- _Exercise directions_:
The line containing "locate: woman in blue" marks the start. Restate it and every following line through the end of the records exactly, and nothing else, leaving out the pictures.

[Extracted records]
..............................

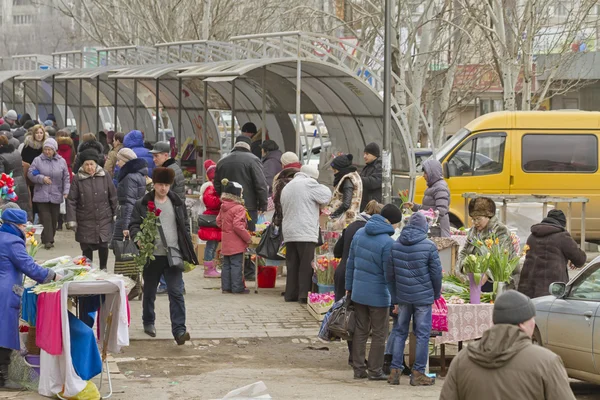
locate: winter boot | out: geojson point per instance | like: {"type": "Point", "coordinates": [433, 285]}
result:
{"type": "Point", "coordinates": [210, 271]}
{"type": "Point", "coordinates": [419, 379]}
{"type": "Point", "coordinates": [387, 364]}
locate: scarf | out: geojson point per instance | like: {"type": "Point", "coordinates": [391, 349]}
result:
{"type": "Point", "coordinates": [337, 178]}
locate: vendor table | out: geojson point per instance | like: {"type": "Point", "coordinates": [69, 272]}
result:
{"type": "Point", "coordinates": [58, 371]}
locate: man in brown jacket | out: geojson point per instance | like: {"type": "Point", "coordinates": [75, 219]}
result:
{"type": "Point", "coordinates": [504, 364]}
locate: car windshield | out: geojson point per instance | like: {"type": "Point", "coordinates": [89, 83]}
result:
{"type": "Point", "coordinates": [451, 143]}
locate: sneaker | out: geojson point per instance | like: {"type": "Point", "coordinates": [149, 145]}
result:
{"type": "Point", "coordinates": [182, 338]}
{"type": "Point", "coordinates": [394, 378]}
{"type": "Point", "coordinates": [419, 379]}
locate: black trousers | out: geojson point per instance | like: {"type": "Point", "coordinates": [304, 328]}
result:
{"type": "Point", "coordinates": [298, 259]}
{"type": "Point", "coordinates": [48, 213]}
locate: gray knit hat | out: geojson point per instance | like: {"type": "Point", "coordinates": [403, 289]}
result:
{"type": "Point", "coordinates": [513, 308]}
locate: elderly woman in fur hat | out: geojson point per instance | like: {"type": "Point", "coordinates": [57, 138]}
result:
{"type": "Point", "coordinates": [485, 225]}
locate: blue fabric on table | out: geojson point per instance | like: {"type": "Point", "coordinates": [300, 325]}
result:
{"type": "Point", "coordinates": [84, 350]}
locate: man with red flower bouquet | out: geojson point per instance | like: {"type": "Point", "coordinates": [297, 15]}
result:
{"type": "Point", "coordinates": [162, 243]}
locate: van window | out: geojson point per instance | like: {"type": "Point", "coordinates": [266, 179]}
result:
{"type": "Point", "coordinates": [482, 155]}
{"type": "Point", "coordinates": [559, 153]}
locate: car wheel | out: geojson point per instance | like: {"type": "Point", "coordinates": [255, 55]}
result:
{"type": "Point", "coordinates": [537, 337]}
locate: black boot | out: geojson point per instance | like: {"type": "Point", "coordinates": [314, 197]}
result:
{"type": "Point", "coordinates": [387, 364]}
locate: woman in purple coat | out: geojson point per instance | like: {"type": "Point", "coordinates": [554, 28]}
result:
{"type": "Point", "coordinates": [14, 262]}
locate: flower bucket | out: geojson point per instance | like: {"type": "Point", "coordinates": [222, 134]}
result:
{"type": "Point", "coordinates": [325, 288]}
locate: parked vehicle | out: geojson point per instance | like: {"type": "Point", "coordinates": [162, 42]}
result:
{"type": "Point", "coordinates": [526, 152]}
{"type": "Point", "coordinates": [568, 323]}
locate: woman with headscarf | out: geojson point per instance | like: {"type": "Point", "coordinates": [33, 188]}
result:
{"type": "Point", "coordinates": [92, 206]}
{"type": "Point", "coordinates": [551, 249]}
{"type": "Point", "coordinates": [436, 196]}
{"type": "Point", "coordinates": [52, 181]}
{"type": "Point", "coordinates": [14, 263]}
{"type": "Point", "coordinates": [347, 195]}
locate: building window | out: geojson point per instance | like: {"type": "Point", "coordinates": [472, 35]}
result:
{"type": "Point", "coordinates": [22, 19]}
{"type": "Point", "coordinates": [559, 153]}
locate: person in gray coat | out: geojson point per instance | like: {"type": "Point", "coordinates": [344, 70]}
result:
{"type": "Point", "coordinates": [162, 158]}
{"type": "Point", "coordinates": [11, 163]}
{"type": "Point", "coordinates": [436, 196]}
{"type": "Point", "coordinates": [92, 205]}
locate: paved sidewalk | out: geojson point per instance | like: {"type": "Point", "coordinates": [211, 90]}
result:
{"type": "Point", "coordinates": [211, 314]}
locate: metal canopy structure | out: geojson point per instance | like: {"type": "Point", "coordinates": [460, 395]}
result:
{"type": "Point", "coordinates": [266, 79]}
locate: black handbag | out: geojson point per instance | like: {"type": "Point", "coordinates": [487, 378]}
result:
{"type": "Point", "coordinates": [174, 256]}
{"type": "Point", "coordinates": [270, 242]}
{"type": "Point", "coordinates": [125, 250]}
{"type": "Point", "coordinates": [207, 221]}
{"type": "Point", "coordinates": [342, 320]}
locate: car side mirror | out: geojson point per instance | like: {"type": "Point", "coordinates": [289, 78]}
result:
{"type": "Point", "coordinates": [446, 170]}
{"type": "Point", "coordinates": [558, 289]}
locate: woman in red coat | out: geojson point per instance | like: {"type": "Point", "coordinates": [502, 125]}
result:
{"type": "Point", "coordinates": [212, 235]}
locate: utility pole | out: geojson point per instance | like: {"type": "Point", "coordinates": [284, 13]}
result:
{"type": "Point", "coordinates": [387, 110]}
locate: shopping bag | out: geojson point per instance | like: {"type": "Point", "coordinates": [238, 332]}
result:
{"type": "Point", "coordinates": [125, 250]}
{"type": "Point", "coordinates": [270, 242]}
{"type": "Point", "coordinates": [439, 315]}
{"type": "Point", "coordinates": [342, 320]}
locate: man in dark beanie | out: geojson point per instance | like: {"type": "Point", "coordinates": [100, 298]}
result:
{"type": "Point", "coordinates": [243, 167]}
{"type": "Point", "coordinates": [551, 250]}
{"type": "Point", "coordinates": [174, 239]}
{"type": "Point", "coordinates": [505, 364]}
{"type": "Point", "coordinates": [371, 175]}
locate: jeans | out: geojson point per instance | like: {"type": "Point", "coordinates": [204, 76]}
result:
{"type": "Point", "coordinates": [174, 279]}
{"type": "Point", "coordinates": [421, 316]}
{"type": "Point", "coordinates": [231, 274]}
{"type": "Point", "coordinates": [375, 320]}
{"type": "Point", "coordinates": [210, 250]}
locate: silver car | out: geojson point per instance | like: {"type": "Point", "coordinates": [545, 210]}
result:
{"type": "Point", "coordinates": [568, 323]}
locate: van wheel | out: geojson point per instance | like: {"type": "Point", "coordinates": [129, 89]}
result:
{"type": "Point", "coordinates": [537, 337]}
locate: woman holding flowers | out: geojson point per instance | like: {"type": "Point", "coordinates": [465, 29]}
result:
{"type": "Point", "coordinates": [487, 231]}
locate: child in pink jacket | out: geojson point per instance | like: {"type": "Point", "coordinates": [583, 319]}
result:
{"type": "Point", "coordinates": [233, 221]}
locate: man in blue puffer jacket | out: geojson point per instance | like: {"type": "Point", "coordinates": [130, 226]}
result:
{"type": "Point", "coordinates": [134, 140]}
{"type": "Point", "coordinates": [415, 276]}
{"type": "Point", "coordinates": [368, 288]}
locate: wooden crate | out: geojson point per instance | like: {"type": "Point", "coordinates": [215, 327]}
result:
{"type": "Point", "coordinates": [317, 311]}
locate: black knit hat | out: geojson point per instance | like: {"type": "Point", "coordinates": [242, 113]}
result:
{"type": "Point", "coordinates": [373, 149]}
{"type": "Point", "coordinates": [341, 162]}
{"type": "Point", "coordinates": [392, 213]}
{"type": "Point", "coordinates": [232, 188]}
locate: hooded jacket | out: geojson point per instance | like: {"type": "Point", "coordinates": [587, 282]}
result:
{"type": "Point", "coordinates": [134, 140]}
{"type": "Point", "coordinates": [243, 167]}
{"type": "Point", "coordinates": [342, 251]}
{"type": "Point", "coordinates": [550, 249]}
{"type": "Point", "coordinates": [504, 364]}
{"type": "Point", "coordinates": [366, 270]}
{"type": "Point", "coordinates": [90, 145]}
{"type": "Point", "coordinates": [131, 187]}
{"type": "Point", "coordinates": [415, 272]}
{"type": "Point", "coordinates": [92, 205]}
{"type": "Point", "coordinates": [300, 202]}
{"type": "Point", "coordinates": [56, 169]}
{"type": "Point", "coordinates": [233, 221]}
{"type": "Point", "coordinates": [11, 162]}
{"type": "Point", "coordinates": [437, 194]}
{"type": "Point", "coordinates": [272, 166]}
{"type": "Point", "coordinates": [372, 178]}
{"type": "Point", "coordinates": [14, 262]}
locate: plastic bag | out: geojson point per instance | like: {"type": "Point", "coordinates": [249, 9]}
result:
{"type": "Point", "coordinates": [439, 316]}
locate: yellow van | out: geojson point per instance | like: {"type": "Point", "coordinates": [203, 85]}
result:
{"type": "Point", "coordinates": [551, 153]}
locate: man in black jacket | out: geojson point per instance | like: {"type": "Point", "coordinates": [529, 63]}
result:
{"type": "Point", "coordinates": [245, 168]}
{"type": "Point", "coordinates": [174, 229]}
{"type": "Point", "coordinates": [371, 175]}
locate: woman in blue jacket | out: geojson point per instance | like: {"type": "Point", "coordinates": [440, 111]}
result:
{"type": "Point", "coordinates": [14, 262]}
{"type": "Point", "coordinates": [366, 283]}
{"type": "Point", "coordinates": [415, 277]}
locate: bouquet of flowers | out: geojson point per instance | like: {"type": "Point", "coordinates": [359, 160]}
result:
{"type": "Point", "coordinates": [147, 235]}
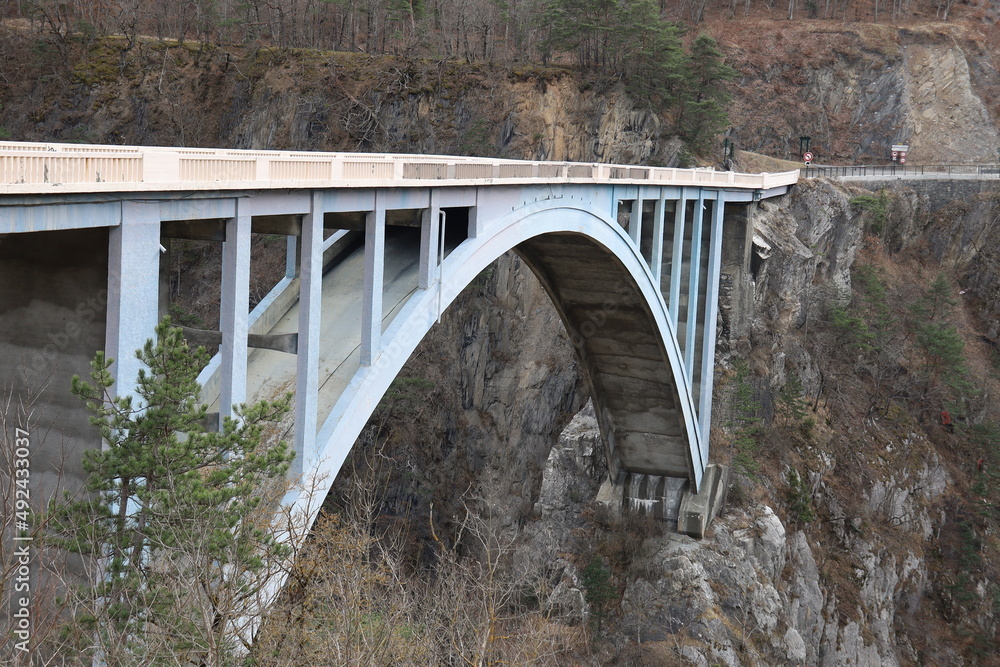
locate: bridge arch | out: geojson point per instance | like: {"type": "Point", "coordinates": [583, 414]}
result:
{"type": "Point", "coordinates": [621, 332]}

..............................

- _Task output_:
locate: woman in blue jacket | out: geojson point per instance | like: {"type": "Point", "coordinates": [440, 111]}
result:
{"type": "Point", "coordinates": [14, 262]}
{"type": "Point", "coordinates": [366, 283]}
{"type": "Point", "coordinates": [415, 277]}
locate: bouquet of flowers | out: geojson point per instance | like: {"type": "Point", "coordinates": [359, 160]}
result:
{"type": "Point", "coordinates": [147, 235]}
locate: bridge arch | out: geojson point per instance | like: {"type": "Point", "coordinates": [583, 414]}
result:
{"type": "Point", "coordinates": [621, 332]}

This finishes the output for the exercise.